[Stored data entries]
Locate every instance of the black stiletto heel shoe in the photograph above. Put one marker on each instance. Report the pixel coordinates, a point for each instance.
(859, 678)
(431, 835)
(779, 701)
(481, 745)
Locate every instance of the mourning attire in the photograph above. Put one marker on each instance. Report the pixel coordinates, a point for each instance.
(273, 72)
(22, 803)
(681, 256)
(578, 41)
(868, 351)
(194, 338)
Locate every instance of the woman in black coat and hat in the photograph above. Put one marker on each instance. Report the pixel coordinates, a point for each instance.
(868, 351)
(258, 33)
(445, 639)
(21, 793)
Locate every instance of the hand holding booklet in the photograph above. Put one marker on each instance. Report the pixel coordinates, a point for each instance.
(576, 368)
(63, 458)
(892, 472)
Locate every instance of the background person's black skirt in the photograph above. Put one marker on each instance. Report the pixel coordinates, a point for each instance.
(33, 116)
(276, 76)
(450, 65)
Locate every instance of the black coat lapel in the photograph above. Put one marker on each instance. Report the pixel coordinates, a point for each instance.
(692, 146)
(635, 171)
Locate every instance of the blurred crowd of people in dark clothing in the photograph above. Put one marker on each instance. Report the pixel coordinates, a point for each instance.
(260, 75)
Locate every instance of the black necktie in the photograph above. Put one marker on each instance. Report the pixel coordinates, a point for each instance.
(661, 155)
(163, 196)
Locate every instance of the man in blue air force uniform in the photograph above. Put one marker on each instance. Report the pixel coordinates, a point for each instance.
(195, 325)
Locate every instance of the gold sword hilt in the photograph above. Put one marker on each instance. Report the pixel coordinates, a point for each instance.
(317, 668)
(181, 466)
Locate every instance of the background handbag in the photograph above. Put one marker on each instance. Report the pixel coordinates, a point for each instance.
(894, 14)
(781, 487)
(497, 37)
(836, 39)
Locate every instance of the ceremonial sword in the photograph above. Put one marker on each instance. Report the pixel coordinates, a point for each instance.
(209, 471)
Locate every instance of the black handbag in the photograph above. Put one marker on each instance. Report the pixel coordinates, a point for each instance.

(WHAT YOU WILL DO)
Once you have read the entries, write them out again without altering a single character.

(SOLVED PROBLEM)
Locate every instance of the black stiletto heel shoe in the photograph above. Put one marker on each instance. Report the pixel coordinates, a point for each instance.
(859, 678)
(431, 835)
(779, 701)
(481, 745)
Locate every instance of the mourning attire in the photograph above. Put one marker on each instance. Report the pixel coordinates, a point for each instance.
(273, 72)
(22, 803)
(681, 256)
(578, 41)
(868, 351)
(194, 338)
Locate every instance of the woman in black coat and hat in the photograph above. Put one marker on each instance. Report the pixel coordinates, a point for each instance.
(868, 351)
(258, 33)
(445, 639)
(21, 793)
Locate every instance of the hand holding booklet in the photograph above. Put one marker on each instance. Report the pixel coordinates, a point for each instance.
(576, 368)
(63, 458)
(892, 472)
Locate every instance of the background person's black skirt in the photograph above. Put one marker on each instance. Report the pixel coordinates, a point for each instance.
(33, 116)
(276, 76)
(450, 65)
Locate every instance of the black coat lapel in the photograph above. Put one marker on each instance. Report the pixel coordinates, a point for each instance.
(692, 146)
(635, 171)
Locate every instance of the blurred crowd of people in dark clothing in the photograph above. Put one marker on each instance. Report the pixel coordinates, a point for each instance.
(260, 75)
Locate every instance of the black necktie in the photograph above. Put one marker on each instance. Report the pixel coordinates, a point for each instance.
(661, 155)
(163, 196)
Locate every instance of the man in blue air force uniform in the photograph above. Put one marker on each instance. Report the pixel coordinates, a point for each instance.
(195, 325)
Locate every instance of the gold sword hilt in the photograph above. Put one marker on each instance. Report the pixel coordinates, a point for each instance.
(317, 668)
(181, 466)
Locate every instance of the background handbag in the photograph above. Put one marker on each instance. Report the pixel coordinates, a point for each instance.
(894, 14)
(781, 487)
(497, 37)
(836, 39)
Locate every instance of the ceremonial sword in the photograph above. Put one marker on each instance. Report the pixel coordinates, a point for each instance.
(209, 471)
Locate every instance of the black handbag in the photograph above. Put one marker on each instance. Report the pixel coordinates, a point for each instance.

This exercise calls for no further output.